# Work task
According to the council minutes below, how many larger trees were planned for residential and tree-lined urban areas in this year's program?

# Given text
────────────────────

Councillor Thomas asked what could be done to plant these on car parks or roads in the future.


The Cabinet Member explained that there were challenges with planting trees in residential locations as there were underground utilities which restricted planting locations. However, there were plans to plant 350 larger trees throughout residential and tree lined urban areas as part of this year’s programme.


Councillor Wilson to Councillor Mackiewicz, Cabinet Portfolio Holder for Climate Change, Planning and Housing

“The UK is one of the world’s most nature-depleted countries; last month the Warwickshire Wildlife Trust published a report highlighting the crisis, with 1 in 10 species under threat. This is the reality of the sixth mass extinction - can the Cabinet Member set out what SMBC is doing to help avert this natural disaster?”


The Cabinet Member for Climate Change, Planning and Housing outlined that the Council recognised the importance of a healthy natural environment, identified within the Climate Change Declaration made last year, the Council Plan and the draft Local Plan, which had measureable net gains in biodiversity.

────────────────────

# Extracted entries
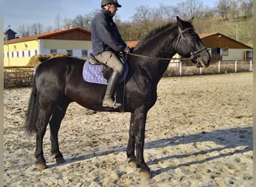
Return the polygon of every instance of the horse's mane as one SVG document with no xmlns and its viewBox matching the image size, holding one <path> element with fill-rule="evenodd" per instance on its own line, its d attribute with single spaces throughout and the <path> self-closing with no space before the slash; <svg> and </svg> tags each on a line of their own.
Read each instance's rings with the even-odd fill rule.
<svg viewBox="0 0 256 187">
<path fill-rule="evenodd" d="M 157 36 L 159 34 L 160 34 L 162 31 L 165 31 L 166 28 L 171 28 L 175 25 L 177 25 L 177 22 L 171 21 L 165 25 L 157 27 L 153 29 L 152 31 L 149 31 L 148 34 L 136 45 L 136 46 L 134 48 L 134 50 L 144 47 L 144 45 L 147 45 L 146 43 L 149 40 L 151 40 L 153 37 Z"/>
</svg>

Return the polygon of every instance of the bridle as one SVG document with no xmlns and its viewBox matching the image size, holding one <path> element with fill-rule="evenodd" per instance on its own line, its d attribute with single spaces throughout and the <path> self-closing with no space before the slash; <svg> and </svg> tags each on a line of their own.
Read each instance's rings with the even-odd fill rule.
<svg viewBox="0 0 256 187">
<path fill-rule="evenodd" d="M 182 40 L 185 43 L 186 48 L 189 49 L 189 51 L 190 52 L 190 55 L 191 55 L 190 59 L 192 61 L 196 61 L 195 65 L 197 65 L 201 61 L 201 57 L 204 56 L 205 55 L 205 53 L 209 51 L 209 49 L 207 47 L 203 47 L 203 48 L 201 48 L 201 49 L 198 49 L 198 50 L 197 50 L 195 52 L 192 52 L 189 48 L 189 43 L 186 40 L 185 37 L 183 36 L 183 32 L 185 32 L 185 31 L 188 31 L 189 29 L 192 29 L 193 30 L 193 28 L 186 28 L 183 31 L 181 31 L 180 27 L 178 27 L 178 28 L 179 28 L 180 34 L 177 37 L 178 37 L 178 38 L 177 38 L 177 43 L 176 43 L 175 46 L 174 46 L 174 50 L 177 52 L 177 46 L 178 43 L 180 43 L 180 38 L 181 38 Z M 204 52 L 203 55 L 201 55 L 199 58 L 196 55 L 198 53 L 199 53 L 200 52 L 201 52 L 201 51 L 204 51 Z M 141 55 L 138 55 L 138 54 L 134 54 L 134 53 L 129 53 L 129 54 L 127 54 L 127 55 L 131 55 L 131 56 L 136 56 L 136 57 L 146 58 L 150 58 L 150 59 L 164 60 L 164 61 L 171 61 L 171 60 L 173 59 L 173 58 L 158 58 L 158 57 L 150 57 L 150 56 Z M 204 64 L 201 64 L 201 65 L 203 67 L 204 67 Z"/>
<path fill-rule="evenodd" d="M 183 32 L 186 32 L 186 31 L 190 30 L 190 29 L 193 30 L 193 28 L 191 28 L 191 27 L 190 27 L 190 28 L 186 28 L 186 29 L 184 29 L 184 30 L 183 30 L 183 31 L 181 31 L 181 29 L 180 29 L 180 27 L 178 27 L 178 28 L 179 28 L 180 34 L 179 34 L 179 36 L 178 36 L 178 38 L 177 38 L 177 43 L 176 43 L 175 46 L 174 46 L 175 51 L 177 52 L 177 45 L 178 45 L 178 43 L 180 43 L 180 39 L 181 39 L 181 40 L 185 43 L 186 48 L 187 48 L 187 49 L 189 49 L 189 53 L 190 53 L 190 55 L 191 55 L 191 56 L 190 56 L 191 60 L 193 61 L 196 61 L 195 64 L 198 64 L 201 61 L 201 57 L 204 56 L 204 55 L 205 55 L 205 53 L 206 53 L 207 52 L 209 51 L 209 49 L 207 49 L 207 48 L 206 48 L 206 47 L 203 47 L 203 48 L 199 49 L 198 50 L 197 50 L 197 51 L 195 51 L 195 52 L 192 52 L 192 51 L 191 50 L 191 49 L 189 49 L 189 43 L 188 43 L 188 41 L 186 40 L 186 38 L 185 38 L 185 37 L 184 37 L 184 35 L 183 35 Z M 197 55 L 197 54 L 199 53 L 199 52 L 201 52 L 201 51 L 204 51 L 204 54 L 203 54 L 203 55 L 201 55 L 201 56 L 199 58 L 199 57 Z M 204 67 L 204 64 L 202 64 L 202 65 Z"/>
</svg>

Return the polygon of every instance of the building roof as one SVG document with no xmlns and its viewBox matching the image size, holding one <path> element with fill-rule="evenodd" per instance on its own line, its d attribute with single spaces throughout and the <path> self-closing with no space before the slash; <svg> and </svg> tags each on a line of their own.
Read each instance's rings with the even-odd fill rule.
<svg viewBox="0 0 256 187">
<path fill-rule="evenodd" d="M 60 36 L 64 36 L 67 34 L 71 34 L 73 32 L 85 34 L 87 35 L 90 35 L 91 37 L 91 31 L 82 29 L 81 28 L 76 27 L 76 28 L 68 28 L 68 29 L 64 29 L 64 30 L 44 33 L 41 34 L 37 34 L 37 35 L 33 35 L 33 36 L 13 39 L 13 40 L 4 41 L 4 43 L 9 44 L 9 43 L 19 43 L 19 42 L 31 41 L 31 40 L 38 40 L 38 39 L 56 39 Z M 74 37 L 72 38 L 72 35 L 69 35 L 69 38 L 67 38 L 67 37 L 66 37 L 66 40 L 76 40 L 76 38 Z"/>
<path fill-rule="evenodd" d="M 199 37 L 208 48 L 253 49 L 219 32 L 201 34 Z"/>
</svg>

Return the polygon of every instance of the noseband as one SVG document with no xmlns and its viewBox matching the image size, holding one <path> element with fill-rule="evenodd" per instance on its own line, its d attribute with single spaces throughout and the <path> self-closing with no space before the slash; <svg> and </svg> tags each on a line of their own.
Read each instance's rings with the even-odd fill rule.
<svg viewBox="0 0 256 187">
<path fill-rule="evenodd" d="M 207 49 L 206 47 L 203 47 L 203 48 L 199 49 L 198 50 L 197 50 L 197 51 L 195 51 L 195 52 L 192 52 L 192 51 L 189 49 L 189 43 L 188 43 L 188 41 L 186 40 L 185 37 L 183 36 L 183 32 L 185 32 L 185 31 L 188 31 L 188 30 L 190 30 L 190 29 L 192 29 L 192 30 L 193 30 L 193 28 L 186 28 L 186 29 L 183 30 L 183 31 L 181 31 L 180 28 L 180 27 L 178 27 L 178 28 L 179 28 L 180 34 L 179 34 L 179 36 L 178 36 L 178 39 L 177 39 L 177 43 L 176 43 L 176 45 L 175 45 L 175 47 L 174 47 L 175 51 L 177 51 L 177 49 L 177 49 L 177 45 L 178 45 L 178 43 L 179 43 L 179 42 L 180 42 L 180 38 L 181 38 L 182 40 L 185 43 L 186 48 L 189 49 L 189 52 L 190 52 L 190 55 L 191 55 L 190 58 L 191 58 L 192 61 L 196 61 L 196 64 L 198 64 L 200 62 L 200 61 L 201 61 L 201 57 L 204 56 L 204 54 L 205 54 L 207 52 L 209 51 L 209 49 Z M 198 56 L 196 55 L 197 55 L 198 53 L 199 53 L 200 52 L 201 52 L 201 51 L 204 51 L 204 54 L 203 54 L 203 55 L 201 55 L 200 58 L 198 58 Z"/>
</svg>

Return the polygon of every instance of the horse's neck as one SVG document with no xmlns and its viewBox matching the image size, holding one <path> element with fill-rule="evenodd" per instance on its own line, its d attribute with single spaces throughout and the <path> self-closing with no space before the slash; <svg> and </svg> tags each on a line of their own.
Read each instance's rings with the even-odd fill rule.
<svg viewBox="0 0 256 187">
<path fill-rule="evenodd" d="M 176 28 L 176 29 L 175 29 Z M 144 46 L 135 51 L 135 53 L 150 56 L 153 58 L 144 58 L 138 61 L 145 69 L 151 79 L 159 82 L 167 69 L 169 61 L 161 58 L 171 58 L 175 55 L 173 47 L 174 40 L 177 34 L 177 27 L 170 26 L 152 38 L 147 40 Z"/>
</svg>

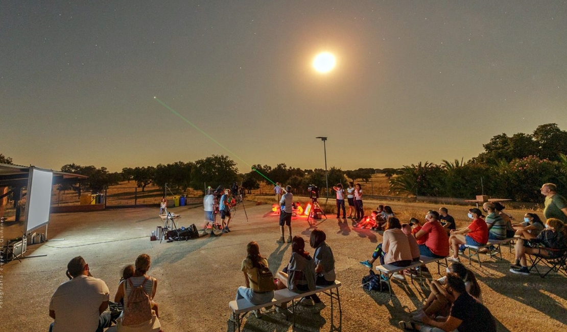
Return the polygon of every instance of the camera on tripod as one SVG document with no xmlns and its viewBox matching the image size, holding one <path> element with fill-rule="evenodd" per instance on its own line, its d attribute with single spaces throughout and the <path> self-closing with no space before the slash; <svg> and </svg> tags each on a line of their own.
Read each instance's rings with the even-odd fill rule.
<svg viewBox="0 0 567 332">
<path fill-rule="evenodd" d="M 309 191 L 309 197 L 311 201 L 316 201 L 317 199 L 319 198 L 319 188 L 315 185 L 309 185 L 307 186 L 307 190 Z"/>
</svg>

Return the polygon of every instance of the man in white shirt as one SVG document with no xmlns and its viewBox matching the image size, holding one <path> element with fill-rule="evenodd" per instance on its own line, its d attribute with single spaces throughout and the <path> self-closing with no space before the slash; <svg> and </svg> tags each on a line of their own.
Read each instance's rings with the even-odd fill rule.
<svg viewBox="0 0 567 332">
<path fill-rule="evenodd" d="M 281 206 L 281 214 L 280 215 L 280 232 L 281 233 L 281 237 L 278 240 L 278 243 L 285 243 L 284 240 L 284 224 L 287 225 L 287 233 L 289 233 L 287 243 L 291 243 L 291 208 L 293 204 L 293 194 L 291 193 L 291 186 L 286 186 L 285 190 L 286 193 L 284 194 L 280 200 L 280 205 Z"/>
<path fill-rule="evenodd" d="M 55 320 L 49 332 L 102 332 L 110 322 L 108 287 L 89 275 L 88 265 L 77 256 L 67 265 L 73 277 L 57 287 L 49 301 Z"/>
</svg>

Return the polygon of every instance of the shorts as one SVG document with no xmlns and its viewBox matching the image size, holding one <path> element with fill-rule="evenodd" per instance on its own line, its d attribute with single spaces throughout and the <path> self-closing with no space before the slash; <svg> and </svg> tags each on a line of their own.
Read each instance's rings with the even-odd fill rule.
<svg viewBox="0 0 567 332">
<path fill-rule="evenodd" d="M 280 215 L 280 225 L 283 226 L 284 224 L 288 226 L 291 224 L 291 214 L 282 210 Z"/>
<path fill-rule="evenodd" d="M 225 211 L 224 210 L 221 210 L 221 219 L 223 219 L 226 217 L 230 217 L 230 211 Z"/>
</svg>

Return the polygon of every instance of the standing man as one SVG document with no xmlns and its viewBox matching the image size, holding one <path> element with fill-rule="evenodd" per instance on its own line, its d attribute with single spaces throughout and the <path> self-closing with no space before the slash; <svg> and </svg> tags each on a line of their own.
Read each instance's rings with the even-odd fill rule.
<svg viewBox="0 0 567 332">
<path fill-rule="evenodd" d="M 567 199 L 557 194 L 557 186 L 545 184 L 541 186 L 541 194 L 545 197 L 543 215 L 546 219 L 557 218 L 567 224 Z"/>
<path fill-rule="evenodd" d="M 274 192 L 276 193 L 276 202 L 280 204 L 280 201 L 282 199 L 282 191 L 284 189 L 280 185 L 280 182 L 276 182 L 276 186 L 274 187 Z"/>
<path fill-rule="evenodd" d="M 346 218 L 346 210 L 345 209 L 345 190 L 342 185 L 337 184 L 337 186 L 333 187 L 337 192 L 337 218 L 341 218 L 341 208 L 342 208 L 342 218 Z"/>
<path fill-rule="evenodd" d="M 284 225 L 287 225 L 287 243 L 291 243 L 291 206 L 293 204 L 293 194 L 291 193 L 291 186 L 287 186 L 285 188 L 286 193 L 282 196 L 280 200 L 280 205 L 281 206 L 281 214 L 280 215 L 280 232 L 281 237 L 278 240 L 278 243 L 285 243 L 284 240 Z"/>
<path fill-rule="evenodd" d="M 110 323 L 108 286 L 90 276 L 81 256 L 67 270 L 73 279 L 60 285 L 49 301 L 49 317 L 55 320 L 49 332 L 102 332 Z"/>
<path fill-rule="evenodd" d="M 221 196 L 221 203 L 219 203 L 218 210 L 221 212 L 221 224 L 222 226 L 222 232 L 228 233 L 230 232 L 229 229 L 229 223 L 232 219 L 232 216 L 230 215 L 230 205 L 229 204 L 229 196 L 230 195 L 230 189 L 225 189 L 225 194 Z M 229 220 L 225 224 L 225 218 L 229 217 Z"/>
</svg>

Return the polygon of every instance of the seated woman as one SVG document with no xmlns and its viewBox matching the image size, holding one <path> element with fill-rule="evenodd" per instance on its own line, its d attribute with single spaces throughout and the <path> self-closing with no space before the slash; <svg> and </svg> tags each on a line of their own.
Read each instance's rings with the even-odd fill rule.
<svg viewBox="0 0 567 332">
<path fill-rule="evenodd" d="M 358 223 L 357 223 L 354 227 L 359 227 L 361 229 L 366 228 L 367 227 L 369 228 L 371 228 L 373 229 L 375 229 L 376 225 L 378 224 L 376 219 L 378 215 L 378 211 L 372 211 L 372 214 L 370 215 L 370 216 L 361 220 Z"/>
<path fill-rule="evenodd" d="M 412 227 L 409 224 L 403 224 L 401 225 L 401 231 L 408 237 L 408 242 L 409 244 L 409 249 L 412 252 L 412 262 L 419 262 L 421 254 L 420 253 L 420 247 L 416 241 L 416 238 L 412 234 Z M 406 275 L 412 274 L 415 276 L 417 276 L 417 271 L 415 269 L 404 270 L 404 274 Z"/>
<path fill-rule="evenodd" d="M 283 271 L 277 273 L 277 288 L 287 288 L 295 293 L 303 293 L 315 289 L 315 261 L 305 251 L 305 241 L 295 236 L 291 240 L 291 257 Z M 287 303 L 282 303 L 281 308 L 276 310 L 287 314 L 285 311 Z"/>
<path fill-rule="evenodd" d="M 535 254 L 553 258 L 561 256 L 567 250 L 567 227 L 556 218 L 545 222 L 545 229 L 535 239 L 518 239 L 516 242 L 516 261 L 510 267 L 510 271 L 516 274 L 530 275 L 526 254 Z"/>
<path fill-rule="evenodd" d="M 158 280 L 151 276 L 146 275 L 146 273 L 150 269 L 151 259 L 146 254 L 142 254 L 136 258 L 135 263 L 136 270 L 134 275 L 122 280 L 118 287 L 116 294 L 114 296 L 115 302 L 124 301 L 124 309 L 120 317 L 116 320 L 116 330 L 120 332 L 157 332 L 161 329 L 161 325 L 155 311 L 152 310 L 153 307 L 156 305 L 154 302 L 154 296 L 158 287 Z M 126 272 L 126 276 L 128 271 Z M 136 294 L 133 290 L 136 287 L 142 286 L 143 291 L 147 295 L 150 300 L 148 312 L 134 312 L 130 307 L 130 301 L 132 300 L 130 295 Z M 139 308 L 137 306 L 136 310 Z M 141 320 L 142 318 L 149 317 L 149 319 Z"/>
<path fill-rule="evenodd" d="M 240 271 L 244 274 L 246 287 L 238 287 L 236 300 L 246 299 L 253 304 L 271 302 L 274 298 L 275 284 L 263 285 L 258 280 L 258 269 L 268 267 L 268 260 L 260 254 L 260 247 L 255 241 L 252 241 L 247 245 L 246 252 L 248 255 L 240 266 Z M 259 310 L 253 310 L 252 312 L 256 318 L 260 317 Z"/>
<path fill-rule="evenodd" d="M 331 247 L 325 242 L 325 240 L 327 235 L 320 229 L 314 230 L 311 232 L 311 235 L 309 238 L 309 245 L 315 249 L 313 258 L 315 259 L 316 274 L 315 285 L 318 286 L 335 284 L 335 279 L 336 277 L 335 273 L 335 257 L 333 256 L 333 251 L 331 250 Z M 311 312 L 315 313 L 320 312 L 325 307 L 325 304 L 321 302 L 321 300 L 316 294 L 304 297 L 299 301 L 299 304 L 305 306 L 313 305 Z"/>
<path fill-rule="evenodd" d="M 515 233 L 515 230 L 514 230 L 514 227 L 512 227 L 512 220 L 514 218 L 509 215 L 505 212 L 502 211 L 506 207 L 500 204 L 498 202 L 494 202 L 494 208 L 496 210 L 496 212 L 498 213 L 498 215 L 502 217 L 502 219 L 504 219 L 504 222 L 506 223 L 506 237 L 508 239 L 509 237 L 514 237 L 514 233 Z"/>
<path fill-rule="evenodd" d="M 369 269 L 372 269 L 372 264 L 376 259 L 380 258 L 382 265 L 391 264 L 395 266 L 408 266 L 412 265 L 413 257 L 409 246 L 408 237 L 401 231 L 400 220 L 396 218 L 388 219 L 388 227 L 384 232 L 382 242 L 378 244 L 372 254 L 372 258 L 360 262 L 360 263 Z M 394 278 L 405 280 L 403 274 L 394 274 Z"/>
<path fill-rule="evenodd" d="M 524 240 L 535 239 L 545 229 L 539 216 L 535 213 L 528 212 L 524 215 L 524 222 L 514 225 L 516 235 Z"/>
<path fill-rule="evenodd" d="M 415 233 L 418 241 L 425 239 L 420 244 L 420 252 L 424 256 L 437 258 L 449 256 L 449 241 L 447 231 L 439 221 L 439 212 L 430 210 L 425 215 L 425 224 Z"/>
<path fill-rule="evenodd" d="M 453 256 L 447 259 L 452 262 L 459 261 L 459 249 L 464 250 L 464 245 L 481 246 L 488 242 L 488 227 L 483 219 L 483 212 L 476 207 L 468 210 L 467 215 L 472 222 L 465 228 L 452 230 L 449 237 L 449 243 L 453 249 Z"/>
<path fill-rule="evenodd" d="M 482 297 L 480 293 L 480 287 L 476 281 L 475 274 L 470 270 L 464 267 L 461 263 L 455 262 L 449 265 L 447 268 L 447 273 L 456 273 L 464 282 L 465 288 L 471 296 L 477 301 L 482 303 Z M 417 322 L 421 322 L 423 318 L 428 316 L 434 318 L 438 316 L 448 316 L 451 310 L 451 305 L 455 301 L 455 299 L 449 295 L 445 287 L 447 285 L 447 276 L 433 280 L 429 284 L 431 293 L 423 307 L 414 312 L 412 319 Z"/>
</svg>

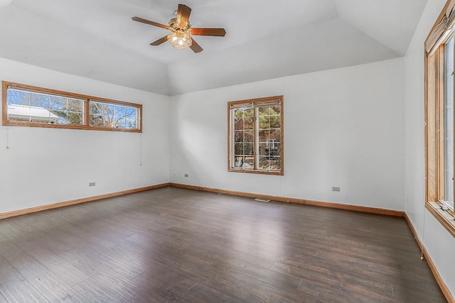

────────────────────

# Response to the exercise
350 larger trees.